**SOURCE TEXT:**
· · · · · · ·

Splitting s__Bordetella pertussis?

Hi GTDB curation team,

I have been going through some basic data in GTDB r226 and found s__Bordetella pertussisto display uneven genome_size and GC distribution. Moreover, I found all isolates over 4.7Mb to have the NCBI_taxonomy of either Bordetella parapertussis or Bordetella bronchiseptica, while all isolates under 4.3Mb to have NCBI_taxonomy assigned to Bordetella pertussis. It appears like parapertussis and bronchiseptica share ANI of over 99%, and ANIs between them and pertussis are both over 98%.


I am wondering if the large difference (~1.5Mb) in genome size justifies my suggestion of splitting s__Bordetella pertussis into perhaps 2 or 3 seperated GTDB species.
I am new to the GTDB community and may not be fully aware of the criterion for GTDB species curation process. Also, I am also not an expert in Bordetella. So I apologize if there are any mistakes.

Cheers,
David

Hi Dave,

Apologies for the slow response. GTDB uses ANI to delineate species. In general, GTDB considers strains that are >95% ANI to be from the same species. However, for strains that have already been recognized as different species we do relax this criterion to 97% ANI. You can find details on this in https://www.nature.com/articles/s41587-020-0501-8. Ultimately the assignment of strains to species is a matter of opinion. The “GTDB opinion” aims to follow a strict set of rules so that taxa at the same rank are generally comparable across the tree of life.

Personally, given the high similarity of these strains I would consider them to be different subspecies within a single species.

Cheers,
Donovan

· · · · · · ·

**ACTIVITY A:**
Rewrite the paragraph of the Bordetella thread beginning "Apologies for the slow response" as a bulleted list that keeps its main facts.
**ACTIVITY B:**
Name every distinct Bordetella species that appears in the Bordetella thread.
**ACTIVITY C:**
Write out the Bordetella thread from "Apologies for the" to "a single species.", switching "subspecies" to "varieties".
The lines after this point have no connection to the Bordetella thread.

**INFORMATION:**
· · · · · · ·

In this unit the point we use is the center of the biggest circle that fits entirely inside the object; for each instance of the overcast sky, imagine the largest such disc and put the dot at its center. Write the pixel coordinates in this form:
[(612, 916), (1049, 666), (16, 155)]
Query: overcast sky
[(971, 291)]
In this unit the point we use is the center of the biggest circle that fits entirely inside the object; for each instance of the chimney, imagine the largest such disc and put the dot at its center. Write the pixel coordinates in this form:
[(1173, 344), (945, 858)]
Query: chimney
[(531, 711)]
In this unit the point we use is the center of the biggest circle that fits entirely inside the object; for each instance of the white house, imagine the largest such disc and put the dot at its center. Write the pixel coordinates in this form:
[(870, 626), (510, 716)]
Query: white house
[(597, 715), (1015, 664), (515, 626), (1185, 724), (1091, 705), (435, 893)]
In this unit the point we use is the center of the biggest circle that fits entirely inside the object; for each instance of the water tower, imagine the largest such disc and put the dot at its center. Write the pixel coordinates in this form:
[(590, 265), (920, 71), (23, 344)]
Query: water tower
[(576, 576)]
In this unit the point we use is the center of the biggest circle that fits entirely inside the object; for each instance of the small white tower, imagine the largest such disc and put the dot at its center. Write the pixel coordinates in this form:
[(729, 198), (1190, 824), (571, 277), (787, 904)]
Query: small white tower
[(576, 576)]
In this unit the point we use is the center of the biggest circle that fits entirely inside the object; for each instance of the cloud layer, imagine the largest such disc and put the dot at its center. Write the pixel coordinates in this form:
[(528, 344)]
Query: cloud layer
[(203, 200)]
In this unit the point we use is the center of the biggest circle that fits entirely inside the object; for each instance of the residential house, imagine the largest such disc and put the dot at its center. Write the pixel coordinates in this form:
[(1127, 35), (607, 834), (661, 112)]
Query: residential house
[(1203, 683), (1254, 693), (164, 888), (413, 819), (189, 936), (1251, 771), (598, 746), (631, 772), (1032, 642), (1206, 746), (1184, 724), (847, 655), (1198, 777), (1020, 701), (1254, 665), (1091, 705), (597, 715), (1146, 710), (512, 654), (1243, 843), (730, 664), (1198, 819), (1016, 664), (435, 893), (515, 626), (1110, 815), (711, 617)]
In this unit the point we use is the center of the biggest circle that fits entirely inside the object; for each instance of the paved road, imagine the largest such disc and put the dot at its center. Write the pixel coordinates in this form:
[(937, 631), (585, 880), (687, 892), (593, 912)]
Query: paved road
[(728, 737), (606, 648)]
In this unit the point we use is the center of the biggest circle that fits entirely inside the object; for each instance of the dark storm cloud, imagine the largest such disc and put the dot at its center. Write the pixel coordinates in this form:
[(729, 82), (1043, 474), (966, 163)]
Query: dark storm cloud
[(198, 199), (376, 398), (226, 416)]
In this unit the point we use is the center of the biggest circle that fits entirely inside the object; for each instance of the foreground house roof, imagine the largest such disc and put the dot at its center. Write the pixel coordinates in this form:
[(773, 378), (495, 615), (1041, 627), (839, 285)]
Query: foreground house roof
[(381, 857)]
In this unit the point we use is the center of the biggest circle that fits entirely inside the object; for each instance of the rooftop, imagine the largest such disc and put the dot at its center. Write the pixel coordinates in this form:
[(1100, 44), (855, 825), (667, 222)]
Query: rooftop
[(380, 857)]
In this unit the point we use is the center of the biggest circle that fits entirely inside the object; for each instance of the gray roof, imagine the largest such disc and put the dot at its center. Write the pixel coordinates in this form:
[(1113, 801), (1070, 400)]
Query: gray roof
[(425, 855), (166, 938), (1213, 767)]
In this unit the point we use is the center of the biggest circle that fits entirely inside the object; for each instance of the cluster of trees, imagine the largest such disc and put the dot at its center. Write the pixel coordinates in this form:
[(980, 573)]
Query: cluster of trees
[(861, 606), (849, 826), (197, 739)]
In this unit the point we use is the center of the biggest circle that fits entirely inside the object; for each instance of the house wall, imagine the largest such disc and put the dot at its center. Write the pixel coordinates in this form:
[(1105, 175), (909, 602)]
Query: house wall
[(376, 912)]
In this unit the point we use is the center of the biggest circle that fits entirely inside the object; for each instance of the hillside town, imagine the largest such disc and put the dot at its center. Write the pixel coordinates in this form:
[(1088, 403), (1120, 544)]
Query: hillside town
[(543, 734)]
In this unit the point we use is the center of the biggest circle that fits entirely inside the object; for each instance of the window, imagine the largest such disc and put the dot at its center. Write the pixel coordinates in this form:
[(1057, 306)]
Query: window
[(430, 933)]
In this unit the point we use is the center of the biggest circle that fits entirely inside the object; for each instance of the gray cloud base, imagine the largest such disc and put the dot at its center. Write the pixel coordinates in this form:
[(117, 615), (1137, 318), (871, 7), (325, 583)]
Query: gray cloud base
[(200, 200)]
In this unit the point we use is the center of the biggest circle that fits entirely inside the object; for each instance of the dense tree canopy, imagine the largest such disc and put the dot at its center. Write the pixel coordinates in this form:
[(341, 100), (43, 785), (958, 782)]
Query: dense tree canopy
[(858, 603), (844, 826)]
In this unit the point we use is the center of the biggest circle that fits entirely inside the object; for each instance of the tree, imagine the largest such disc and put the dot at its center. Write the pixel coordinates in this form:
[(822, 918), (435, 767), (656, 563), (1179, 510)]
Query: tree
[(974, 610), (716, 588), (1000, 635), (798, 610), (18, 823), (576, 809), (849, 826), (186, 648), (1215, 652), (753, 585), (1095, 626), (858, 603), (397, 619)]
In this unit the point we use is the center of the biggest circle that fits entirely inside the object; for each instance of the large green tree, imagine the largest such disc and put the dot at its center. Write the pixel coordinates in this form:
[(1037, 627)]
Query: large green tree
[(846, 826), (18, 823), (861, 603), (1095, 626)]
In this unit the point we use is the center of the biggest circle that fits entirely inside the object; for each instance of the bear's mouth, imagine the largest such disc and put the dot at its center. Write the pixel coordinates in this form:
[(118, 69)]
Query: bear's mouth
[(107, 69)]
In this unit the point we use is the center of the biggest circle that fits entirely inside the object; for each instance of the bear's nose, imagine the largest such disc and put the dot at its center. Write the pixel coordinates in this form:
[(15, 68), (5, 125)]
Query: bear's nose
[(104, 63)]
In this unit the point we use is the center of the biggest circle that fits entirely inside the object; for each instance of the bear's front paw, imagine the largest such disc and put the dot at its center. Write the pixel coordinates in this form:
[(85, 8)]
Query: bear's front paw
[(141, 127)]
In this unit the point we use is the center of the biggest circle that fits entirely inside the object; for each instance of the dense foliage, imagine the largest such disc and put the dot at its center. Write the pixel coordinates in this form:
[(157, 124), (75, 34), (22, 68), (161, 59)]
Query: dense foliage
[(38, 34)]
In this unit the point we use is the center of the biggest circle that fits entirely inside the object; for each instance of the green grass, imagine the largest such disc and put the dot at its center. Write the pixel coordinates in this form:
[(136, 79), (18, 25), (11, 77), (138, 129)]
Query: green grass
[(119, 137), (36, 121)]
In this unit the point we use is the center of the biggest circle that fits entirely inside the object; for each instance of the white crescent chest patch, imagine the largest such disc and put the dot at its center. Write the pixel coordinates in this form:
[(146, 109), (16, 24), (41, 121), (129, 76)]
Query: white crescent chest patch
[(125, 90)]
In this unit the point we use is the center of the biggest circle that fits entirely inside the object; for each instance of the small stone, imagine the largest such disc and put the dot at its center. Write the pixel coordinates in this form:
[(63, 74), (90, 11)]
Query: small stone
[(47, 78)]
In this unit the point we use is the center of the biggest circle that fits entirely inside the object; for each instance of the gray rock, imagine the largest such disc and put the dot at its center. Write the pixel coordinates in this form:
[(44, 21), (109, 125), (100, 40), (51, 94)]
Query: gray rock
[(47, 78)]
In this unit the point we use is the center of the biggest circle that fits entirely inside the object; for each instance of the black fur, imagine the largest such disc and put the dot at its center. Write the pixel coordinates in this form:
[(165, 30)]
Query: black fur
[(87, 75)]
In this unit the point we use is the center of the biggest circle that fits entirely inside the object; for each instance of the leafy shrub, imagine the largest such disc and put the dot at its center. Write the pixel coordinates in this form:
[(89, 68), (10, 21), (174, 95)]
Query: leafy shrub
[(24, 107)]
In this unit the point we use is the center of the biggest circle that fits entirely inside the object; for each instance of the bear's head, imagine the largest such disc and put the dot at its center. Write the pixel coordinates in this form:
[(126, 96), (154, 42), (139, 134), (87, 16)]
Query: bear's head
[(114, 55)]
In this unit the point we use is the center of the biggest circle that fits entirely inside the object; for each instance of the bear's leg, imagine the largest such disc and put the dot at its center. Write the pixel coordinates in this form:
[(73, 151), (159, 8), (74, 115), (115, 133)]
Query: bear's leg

· · · · · · ·

**TASK RESPONSE A:**
- GTDB uses ANI to delineate species.
- Strains with more than 95% ANI are generally considered the same species.
- For strains already recognized as different species, the criterion is relaxed to 97% ANI.
- Details are given at https://www.nature.com/articles/s41587-020-0501-8.
- Assigning strains to species is ultimately a matter of opinion.
- The "GTDB opinion" follows a strict set of rules so that taxa at the same rank are generally comparable across the tree of life.

**TASK RESPONSE B:**
- Bordetella pertussis
- Bordetella parapertussis
- Bordetella bronchiseptica

**TASK RESPONSE C:**
Apologies for the slow response. GTDB uses ANI to delineate species. In general, GTDB considers strains that are >95% ANI to be from the same species. However, for strains that have already been recognized as different species we do relax this criterion to 97% ANI. You can find details on this in https://www.nature.com/articles/s41587-020-0501-8. Ultimately the assignment of strains to species is a matter of opinion. The “GTDB opinion” aims to follow a strict set of rules so that taxa at the same rank are generally comparable across the tree of life.

Personally, given the high similarity of these strains I would consider them to be different varieties within a single species.